PAGE EXCERPT -

+--

The 2021 Bettencourt Prize for Young Researchers was awarded to Matthieu Koroma, a neuroscience researcher, for his work on brain activity and information processing during sleep or unconsciousness.

The mysteries of unconsciousness

What happens in our brain and body when we are unconscious? Can we feel and "be there" without speaking, moving or generating electrical waves in our brain? To answer these questions, Matthieu Koroma wants to study the interactions between the brain and the body.

In Athena Demertzi's laboratory at Liege University’s Institute for Interdisciplinary Research in Biomedical Sciences, Dr. Koroma will study the reactions of healthy people’s bodies under deep anesthesia while producing sensations of body imbalance. A feeling of imbalance in the body can be induced by putting hot water in the inner ear, which regulates balance. This normally causes dizziness and rapid eye movements as the brain tries to correct the imbalance. Brain activity, the skin’s electrical activity, heart rate and eye movements in response to this protocol will be recorded and analyzed to assess communication between the brain and body that regulates the body states of seemingly unconscious individuals.

Sentience, or the ability to feel

The data gathered by Dr. Koroma may shed light on the relationship between the body's reactions and brain activity and provide information on sentience, the ability to feel, in states of apparent unconsciousness, during which it is impossible to communicate and which we cannot remember.

+--

LISTED RECORDS -
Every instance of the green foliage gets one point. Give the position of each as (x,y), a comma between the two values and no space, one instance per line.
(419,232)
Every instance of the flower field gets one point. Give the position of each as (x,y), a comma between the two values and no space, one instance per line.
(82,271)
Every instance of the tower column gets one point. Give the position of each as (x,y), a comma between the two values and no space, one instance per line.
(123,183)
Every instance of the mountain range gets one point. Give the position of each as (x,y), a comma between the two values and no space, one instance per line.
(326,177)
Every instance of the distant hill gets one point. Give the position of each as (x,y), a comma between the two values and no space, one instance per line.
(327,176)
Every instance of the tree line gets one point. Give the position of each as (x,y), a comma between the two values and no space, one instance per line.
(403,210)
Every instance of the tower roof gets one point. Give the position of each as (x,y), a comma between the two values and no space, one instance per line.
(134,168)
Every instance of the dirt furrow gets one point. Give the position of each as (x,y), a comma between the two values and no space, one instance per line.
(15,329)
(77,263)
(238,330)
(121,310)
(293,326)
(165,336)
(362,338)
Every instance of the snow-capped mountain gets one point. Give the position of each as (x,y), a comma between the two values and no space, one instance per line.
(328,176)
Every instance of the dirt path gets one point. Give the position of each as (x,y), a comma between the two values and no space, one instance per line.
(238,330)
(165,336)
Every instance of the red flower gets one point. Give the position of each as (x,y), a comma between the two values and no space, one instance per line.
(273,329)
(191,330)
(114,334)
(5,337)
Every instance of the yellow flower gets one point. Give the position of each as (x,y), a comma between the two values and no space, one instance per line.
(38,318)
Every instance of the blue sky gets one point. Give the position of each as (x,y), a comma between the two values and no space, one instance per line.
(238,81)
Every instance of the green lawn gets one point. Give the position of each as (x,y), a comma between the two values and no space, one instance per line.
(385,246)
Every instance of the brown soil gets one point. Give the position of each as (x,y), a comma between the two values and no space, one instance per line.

+--

COMPLETE THE FOLLOWING -
a) In the prize announcement, write out the stretch from "The data gathered" through "we cannot remember.".
b) Using the prize announcement, decide whether each statement agrees with it, answering yes or no and quoting the deciding words: (i) The prize recognized work on information processing during sleep or unconsciousness. (ii) A feeling of imbalance is induced by putting cold water in the inner ear. (iii) Dr. Koroma's study will take place at Liege University.
c) Give the next part of the prize announcement about Matthieu Koroma's research, starting after its last sentence.
The listing comes from a source unrelated to the prize announcement.

RESPONSES TO THE EXERCISE -
a)
The data gathered by Dr. Koroma may shed light on the relationship between the body's reactions and brain activity and provide information on sentience, the ability to feel, in states of apparent unconsciousness, during which it is impossible to communicate and which we cannot remember.

b)
(i) Yes: "for his work on brain activity and information processing during sleep or unconsciousness."
(ii) No: "A feeling of imbalance in the body can be induced by putting hot water in the inner ear"
(iii) Yes: "In Athena Demertzi's laboratory at Liege University’s Institute for Interdisciplinary Research in Biomedical Sciences"

c)
The in-depth study of the relationship between the body and the brain in states of unconsciousness is essential to guide medical decisions, manage pain and contribute to the debate on the end of life.

Matthieu Koroma in a few words

Matthieu Koroma earned two bachelor’s degrees, one in biology, the other in philosophy, before doing a master's degree and a PhD in cognitive sciences under the supervision of Sid Kouider at the Cognitive Sciences and Psycholinguistics laboratory at the École Normale Supérieure.

During his doctoral work, he developed several projects on information processing during a reversible state of unconsciousness that we all know very well, sleep. He used electroencephalograms to study information processing during sleep and how it depends on brain activity.

Dr. Koroma is a member of the ALIUS community, which fosters interdisciplinary dialogue among researchers studying consciousness.

Bettencourt Prize for Young Researchers

Created in 1990, the Bettencourt Prize for Young Researchers is one of the first initiatives of the Fondation Bettencourt Schueller. Until 2021, this prize was awarded each year to 14 young doctors of science or doctors of medicine, to enable them to carry out their post-doctoral stay in the best foreign laboratories. 349 young researchers were distinguished. The prize endowment was €25,000.